→ Verilen Görevler:
**A)** Sporda şiddet metninde "Hızla gelişen spor" sözleriyle başlayıp "almıştır (Okur 2015)." sözlerine kadar uzanan bölümün tamamını hiç değiştirmeden aktarın.
**B)** Sporda şiddet metnine göre şu soruları lütfen yanıtlayın:
(i) Şiddet eylemleri hangi biçimlerde gruplandırılabilir?
(ii) Metinde hangi sayılı kanundan söz edilmektedir?
(iii) Taraftar ve oyuncu gözünden bakıldığında spor ve şiddet nasıl iki kavram olarak görülür?
── Verilen Metin
Uygarlaşma aşamasında spor yapan kitle, kendi aralarında sağlıklarına dikkat etme yönünden barışçıl bir anlayışa hakim olmuştur. Sporda şiddet kabul edilemez bir davranış halini almıştır. Her ne kadar fair-play çerçevesinde düşünülmek istense de zaman zaman önüne geçilemeyen olaylar meydana gelmektedir. Oyuncuların hırsı, seyirci ve taraftar gruplarının her zaman başarı elde etmek amacı ile bütün yollara başvurması sonucu şiddet sporun içerisinde kaçınılmaz bir yer edinmiştir. Bu nedenler neticesinde saldırgan tutum düzeyi yükselmektedir (Gülahmetoğlu 2015). Müsabakalarda oyun gereği rakibe yapılan müdahaleler oyun içi saldırganlık olarak kabul görmektedir. Bu saldırganlığın içinde asıl olan bilinçli yapılan şiddet ve istenmeden yapılan şiddettir. Şiddet eylemleri kışkırtma, doğrudan yada dolaylı şekilde, sözlü eylem şeklinde gruplandırılabilir (Arslanoğlu 2005).

(24)

Büyük kitlelere hitap eden ve her gün etkisini arttıran spor ve spor branşları beraberinde ciddi sorunları da getirmektedir. Gerek dünyada gerekse ülkemizde son yıllarda artma eğiliminde olan şiddet buna bir örnektir. İstenmeyen şiddet olaylarında saldırgan eylemler oluşmakta, sonucunda saha içi ve dışında taraftar grupları arasında çatışmalar meyada gelmektedir. Taraftar ve oyuncu gözünden bakıldığı zaman, spor ve şiddet iç içe olan iki kavramdır (Gültekin ve ark 2000).

Hızla gelişen spor sektörü, spor alanındaki problemleri de beraberinde getirmiştir. Ülkemizde 6222 sayılı kanun çerçevesinde; ‘spor alanında yaşanan ırkçılıkla mücadele, organize suçlar, şike ve teşvik primi, spor alanında düzenin sağlanması, hakem, sporcu ve diğer ilgililere karşı eylemli ve sözlü saldırılar gibi fiiller uluslararası alanda sporun temel sorunu olarak kabul edilmiştir’ denilmektedir. Sporcuların ve taraftarın haklarının korunması ve ortaya çıkan şiddet olaylarının engellenmesi bir asayiş sorunundan çıkmış, olağanüstü bir hal almıştır (Okur 2015).
────
── Kayıt Alıntıları
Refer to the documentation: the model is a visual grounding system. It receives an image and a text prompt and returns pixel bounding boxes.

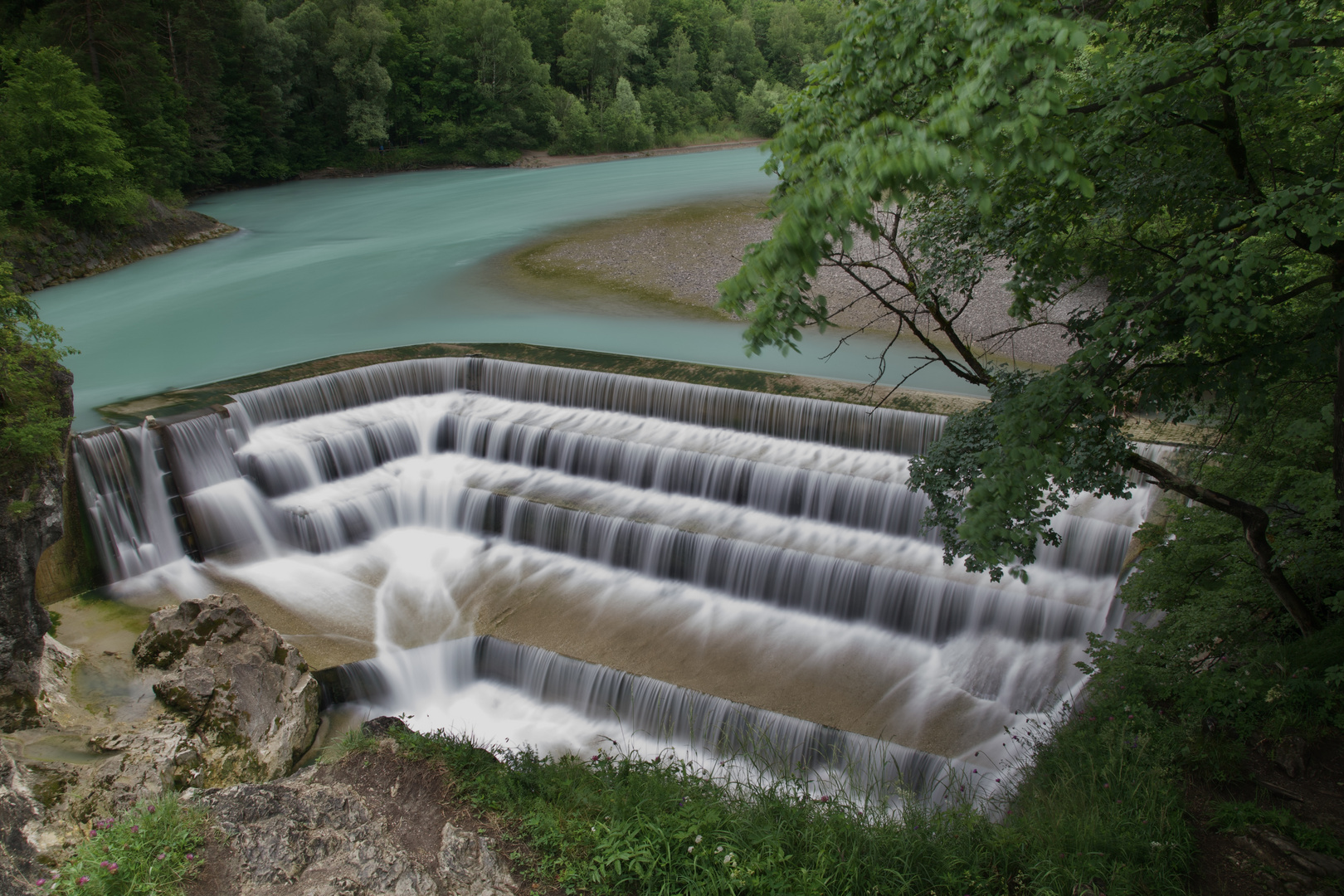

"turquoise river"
[35,149,969,429]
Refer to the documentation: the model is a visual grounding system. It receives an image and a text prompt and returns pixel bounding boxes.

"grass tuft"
[373,718,1192,896]
[34,796,206,896]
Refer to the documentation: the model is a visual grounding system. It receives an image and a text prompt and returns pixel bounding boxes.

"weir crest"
[75,358,1161,798]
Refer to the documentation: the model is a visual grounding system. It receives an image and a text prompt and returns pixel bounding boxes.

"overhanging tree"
[722,0,1344,633]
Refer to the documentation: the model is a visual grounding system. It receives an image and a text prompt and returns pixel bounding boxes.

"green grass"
[376,718,1192,896]
[35,796,206,896]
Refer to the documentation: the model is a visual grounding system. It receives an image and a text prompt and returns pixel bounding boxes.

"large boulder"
[130,594,320,786]
[0,365,74,731]
[184,762,522,896]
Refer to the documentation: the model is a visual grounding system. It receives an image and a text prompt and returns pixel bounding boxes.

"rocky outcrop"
[0,199,238,293]
[1233,825,1344,896]
[184,767,518,896]
[0,747,41,894]
[131,594,319,786]
[0,367,74,731]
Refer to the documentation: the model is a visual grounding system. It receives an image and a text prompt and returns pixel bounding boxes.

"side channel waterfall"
[75,358,1161,798]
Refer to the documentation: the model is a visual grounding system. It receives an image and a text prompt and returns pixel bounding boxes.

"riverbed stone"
[183,767,465,896]
[133,594,320,786]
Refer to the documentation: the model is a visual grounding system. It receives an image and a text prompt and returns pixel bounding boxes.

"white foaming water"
[76,358,1158,792]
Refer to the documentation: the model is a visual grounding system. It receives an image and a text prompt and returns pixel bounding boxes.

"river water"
[35,148,971,429]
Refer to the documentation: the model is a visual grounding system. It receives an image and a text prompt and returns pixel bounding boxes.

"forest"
[0,0,841,227]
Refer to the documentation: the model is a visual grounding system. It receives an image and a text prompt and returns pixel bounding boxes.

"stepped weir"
[75,358,1153,794]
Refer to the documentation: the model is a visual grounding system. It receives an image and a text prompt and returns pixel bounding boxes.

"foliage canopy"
[722,0,1344,631]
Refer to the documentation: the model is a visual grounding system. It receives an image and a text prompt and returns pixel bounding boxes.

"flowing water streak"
[74,426,186,579]
[330,636,995,803]
[76,358,1166,786]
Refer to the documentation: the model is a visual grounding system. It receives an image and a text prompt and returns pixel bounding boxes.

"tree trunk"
[1129,454,1317,636]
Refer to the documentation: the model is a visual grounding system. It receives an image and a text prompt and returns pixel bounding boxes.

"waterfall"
[75,358,1162,792]
[320,636,993,799]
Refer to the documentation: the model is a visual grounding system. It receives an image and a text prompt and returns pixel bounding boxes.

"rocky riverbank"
[0,595,539,896]
[503,195,1103,365]
[0,199,238,293]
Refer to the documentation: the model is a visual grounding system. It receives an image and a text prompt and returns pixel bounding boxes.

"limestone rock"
[0,747,41,894]
[0,446,69,731]
[133,594,319,786]
[438,822,518,896]
[184,768,497,896]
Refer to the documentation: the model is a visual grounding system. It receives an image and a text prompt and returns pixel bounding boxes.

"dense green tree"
[0,262,70,475]
[0,47,144,226]
[724,0,1344,631]
[0,0,840,194]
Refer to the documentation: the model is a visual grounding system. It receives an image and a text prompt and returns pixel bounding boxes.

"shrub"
[35,796,204,896]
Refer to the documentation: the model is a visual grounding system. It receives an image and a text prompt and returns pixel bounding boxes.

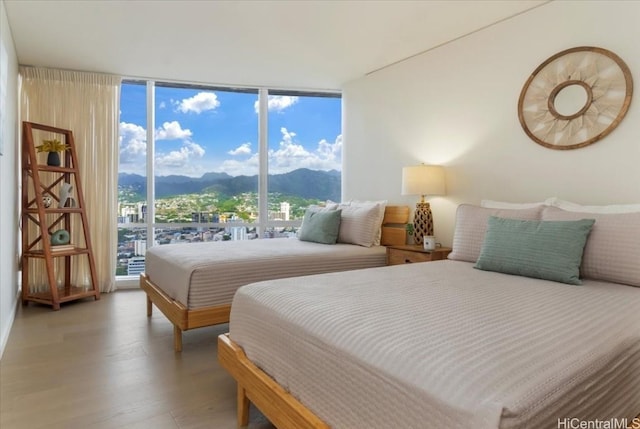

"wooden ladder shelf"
[22,121,100,310]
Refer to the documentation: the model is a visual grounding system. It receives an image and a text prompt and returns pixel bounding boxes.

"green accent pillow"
[475,216,595,285]
[298,210,342,244]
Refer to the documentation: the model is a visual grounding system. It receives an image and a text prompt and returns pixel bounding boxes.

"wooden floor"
[0,290,273,429]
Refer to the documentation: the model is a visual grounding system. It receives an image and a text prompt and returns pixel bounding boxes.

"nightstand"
[387,244,451,265]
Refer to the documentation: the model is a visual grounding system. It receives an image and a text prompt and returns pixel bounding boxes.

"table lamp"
[402,164,445,243]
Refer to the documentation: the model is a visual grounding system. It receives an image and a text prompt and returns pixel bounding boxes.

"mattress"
[145,238,386,309]
[230,260,640,429]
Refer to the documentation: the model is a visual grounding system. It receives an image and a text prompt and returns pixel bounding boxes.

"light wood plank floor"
[0,290,273,429]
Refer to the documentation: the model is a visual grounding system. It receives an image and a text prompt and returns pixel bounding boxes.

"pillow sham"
[545,197,640,214]
[542,207,640,287]
[338,203,384,247]
[448,204,542,262]
[474,216,595,285]
[343,200,388,246]
[480,200,545,210]
[298,209,342,244]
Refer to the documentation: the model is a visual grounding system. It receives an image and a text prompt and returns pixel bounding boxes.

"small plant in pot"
[36,139,69,167]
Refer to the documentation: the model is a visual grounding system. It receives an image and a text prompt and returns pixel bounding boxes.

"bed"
[140,201,409,351]
[218,201,640,429]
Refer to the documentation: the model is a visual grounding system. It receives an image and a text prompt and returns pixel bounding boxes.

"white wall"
[0,0,19,356]
[343,1,640,244]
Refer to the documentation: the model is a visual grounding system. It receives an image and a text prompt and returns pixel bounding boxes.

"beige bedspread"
[230,261,640,429]
[145,238,386,309]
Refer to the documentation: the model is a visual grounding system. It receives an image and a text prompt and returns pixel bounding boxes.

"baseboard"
[0,290,20,359]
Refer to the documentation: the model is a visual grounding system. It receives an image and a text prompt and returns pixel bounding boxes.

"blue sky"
[120,84,342,177]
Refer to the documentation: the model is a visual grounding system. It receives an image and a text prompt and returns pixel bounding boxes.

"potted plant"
[36,139,69,167]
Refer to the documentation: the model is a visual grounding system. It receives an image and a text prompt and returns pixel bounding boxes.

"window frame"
[116,78,342,289]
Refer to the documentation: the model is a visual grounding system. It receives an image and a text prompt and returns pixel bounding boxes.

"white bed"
[140,202,409,351]
[219,201,640,428]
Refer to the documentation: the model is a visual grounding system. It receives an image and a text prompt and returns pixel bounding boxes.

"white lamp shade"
[402,165,445,195]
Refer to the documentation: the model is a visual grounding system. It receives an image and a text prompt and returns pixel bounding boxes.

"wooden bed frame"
[218,334,329,429]
[218,334,640,429]
[140,206,409,352]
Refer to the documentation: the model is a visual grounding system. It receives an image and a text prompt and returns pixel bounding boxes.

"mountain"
[118,168,341,201]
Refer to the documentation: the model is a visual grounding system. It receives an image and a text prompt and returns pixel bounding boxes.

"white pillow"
[542,207,640,287]
[338,202,384,247]
[480,200,546,210]
[545,197,640,213]
[448,204,542,262]
[348,200,388,246]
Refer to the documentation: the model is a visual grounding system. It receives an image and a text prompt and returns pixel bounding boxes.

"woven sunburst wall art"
[518,46,633,150]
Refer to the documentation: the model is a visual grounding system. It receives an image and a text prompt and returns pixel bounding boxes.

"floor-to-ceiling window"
[117,81,342,276]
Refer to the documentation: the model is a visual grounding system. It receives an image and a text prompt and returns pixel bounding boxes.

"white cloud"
[155,121,193,140]
[227,142,251,156]
[253,95,298,113]
[176,92,220,113]
[156,141,205,176]
[219,153,258,176]
[269,128,342,174]
[118,122,147,174]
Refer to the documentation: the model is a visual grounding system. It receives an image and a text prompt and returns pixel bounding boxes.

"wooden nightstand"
[387,244,451,265]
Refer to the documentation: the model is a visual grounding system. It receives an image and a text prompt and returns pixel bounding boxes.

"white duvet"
[230,261,640,429]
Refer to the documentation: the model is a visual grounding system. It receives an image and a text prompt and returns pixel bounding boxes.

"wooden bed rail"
[218,334,329,429]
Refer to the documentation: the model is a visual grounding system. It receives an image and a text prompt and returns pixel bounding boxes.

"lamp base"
[413,203,433,244]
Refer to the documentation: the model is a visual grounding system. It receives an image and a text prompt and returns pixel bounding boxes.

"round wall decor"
[518,46,633,149]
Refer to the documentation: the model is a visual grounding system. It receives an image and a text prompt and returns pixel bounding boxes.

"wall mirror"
[518,46,633,149]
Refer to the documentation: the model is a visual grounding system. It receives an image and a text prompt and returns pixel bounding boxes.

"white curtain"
[20,66,122,292]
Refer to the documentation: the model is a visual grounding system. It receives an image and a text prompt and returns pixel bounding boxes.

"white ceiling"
[4,0,547,89]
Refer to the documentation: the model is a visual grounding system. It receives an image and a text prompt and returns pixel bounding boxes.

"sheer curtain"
[20,66,122,292]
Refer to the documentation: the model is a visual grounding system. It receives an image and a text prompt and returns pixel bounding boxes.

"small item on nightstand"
[422,235,436,250]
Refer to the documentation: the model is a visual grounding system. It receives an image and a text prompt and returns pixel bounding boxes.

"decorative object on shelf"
────
→ Alıştırma Çözümleri:
**A)**
Hızla gelişen spor sektörü, spor alanındaki problemleri de beraberinde getirmiştir. Ülkemizde 6222 sayılı kanun çerçevesinde; ‘spor alanında yaşanan ırkçılıkla mücadele, organize suçlar, şike ve teşvik primi, spor alanında düzenin sağlanması, hakem, sporcu ve diğer ilgililere karşı eylemli ve sözlü saldırılar gibi fiiller uluslararası alanda sporun temel sorunu olarak kabul edilmiştir’ denilmektedir. Sporcuların ve taraftarın haklarının korunması ve ortaya çıkan şiddet olaylarının engellenmesi bir asayiş sorunundan çıkmış, olağanüstü bir hal almıştır (Okur 2015).

**B)**
(i) Kışkırtma, doğrudan ya da dolaylı şekilde ve sözlü eylem şeklinde.
(ii) 6222 sayılı kanun.
(iii) İç içe olan iki kavram olarak.